**SET EXERCISE A:** List the four primary initiatives of the Livable Climate strategy named in the passage on OneNYC 2050.
**SET EXERCISE B:** Pick up the passage on New York City's OneNYC 2050 plan after its final sentence and carry it forward.

OneNYC 2050 is the long-term strategic plan for the City of New York, New York - which is based on values of equity, growth, sustainability, resiliency, and diversity and inclusion. Building on prior long-term plans, OneNYC 2050 seeks to raise the bar set by its predecessors, PlaNYC (2007, 2011) and OneNYC (2015), by seeking to strengthen the democratic foundations of the city as it addresses climate change, equity issues, resilient infrastructure, and an inclusive economy - and become carbon neutral by year 2050. The plan is comprised of 8 primary goals and 30 strategic initiatives to reach those goals and to prepare New York City for the challenges of the next 30 years. One of the 8 goals is to have A Livable Climate which focuses on attaining a just transition that ends NYC’s reliance on fossil fuels, fully prepares for the impacts of climate change, and achieves climate justice.
Within the Livable Climate strategy, there are four primary initiatives:
- Achieve Carbon Neutrality and 100% clean electricity
- Strengthen communities, buildings, infrastructure, and the waterfront to be more resilient
- Create economic opportunities for all New Yorkers through climate action
- Fight for climate accountability and justice
NYC is “committed to a just transition to carbon neutrality, climate resiliency, and a clean economy - one that improves environmental quality for all, prioritizes front line communities, seeks to redress current and past injustice, and creates economic opportunities for all, while holding those responsible for climate change to account.” OneNYC 2050 addresses social equity across all domains and goals - with commitments to equitable and meaningful employment opportunities, safe and sustainable transportation systems, guaranteed access to healthcare and more.

**RECORDED INFORMATION:**

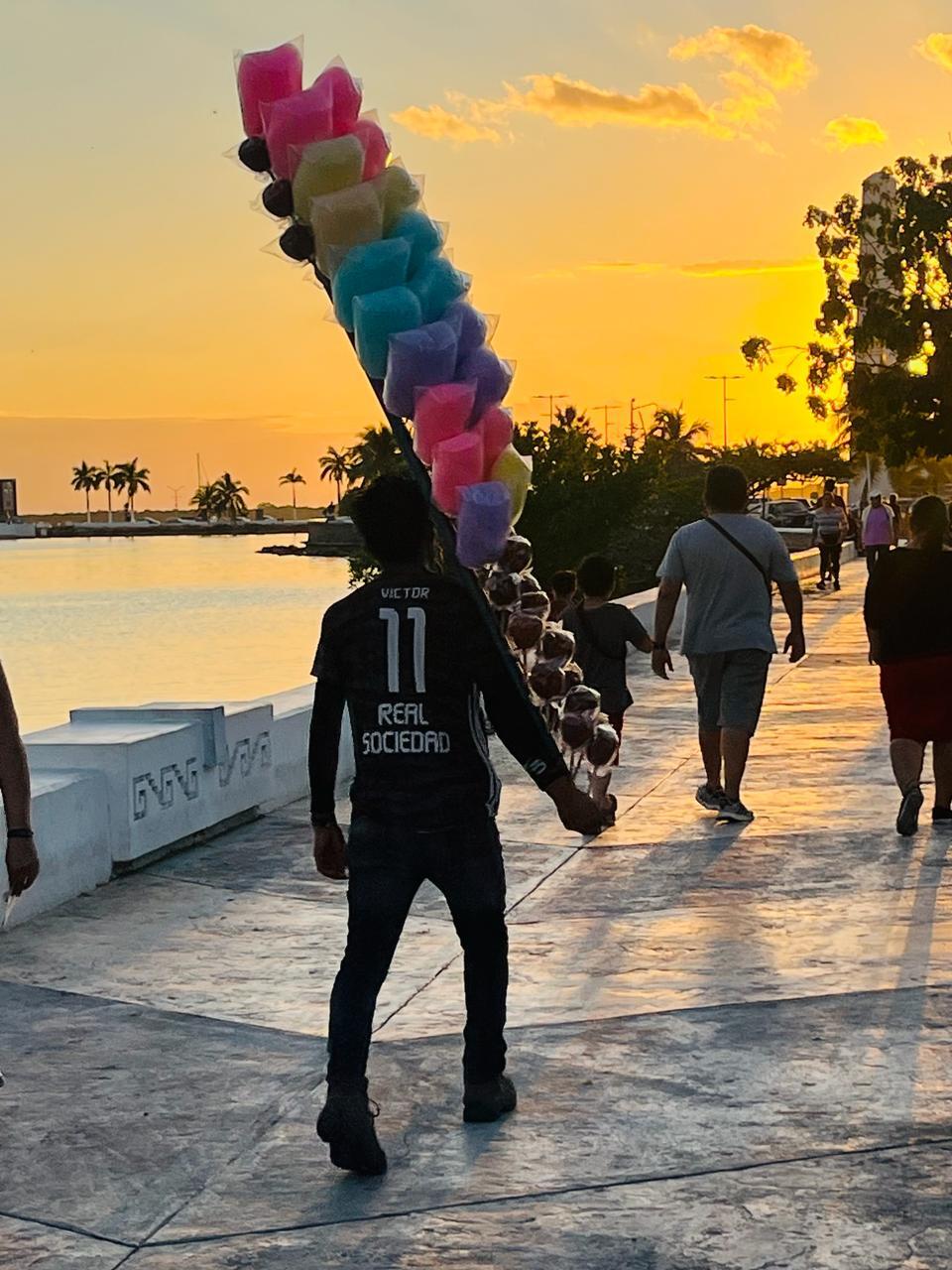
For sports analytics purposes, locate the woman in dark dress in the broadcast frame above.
[865,495,952,837]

**OUTPUT A:**
- Achieve Carbon Neutrality and 100% clean electricity
- Strengthen communities, buildings, infrastructure, and the waterfront to be more resilient
- Create economic opportunities for all New Yorkers through climate action
- Fight for climate accountability and justice

**OUTPUT B:**
One of the 8 strategic goals of OneNYC 2050 is for a Livable Climate, which seeks to create economic opportunities for all New Yorkers through growth in the green economy with training programs and career pathways; as well as partner with other global cities in the Inclusive Climate Action Forum to foster climate justice.
Below are some examples of the physical, community, policy, and planning adaptation measures included within this initiative to create greater climate resilience in the built environment:
- Physical: The City will implement projects that mitigate coastal flood risks to at-risk areas; harden transportation services, wastewater treatment plants, and sewers; and increase green infrastructure. The City will collaborate with local utilities to incorporate climate risks into system updates, planning, and design.
- Community: The City will seek to expand flood-risk awareness and will partner with FEMA and community organizations to increase flood insurance enrollments. The City will support community-led emergency and climate health preparedness and planning by promoting volunteer opportunities and building capacity for nonprofits and agencies that serve at-risk New Yorkers.
- Policy: The City will propose updates to zoning and building codes that are informed by climate and sea level rise projections. The City will explore the establishment of a waterfront management structure for new and existing flood-control infrastructure.
- Planning: The City will develop the Climate Adaptation Roadmap which will include a prioritized sequence of adaptation measures for the short, medium, and long-terms.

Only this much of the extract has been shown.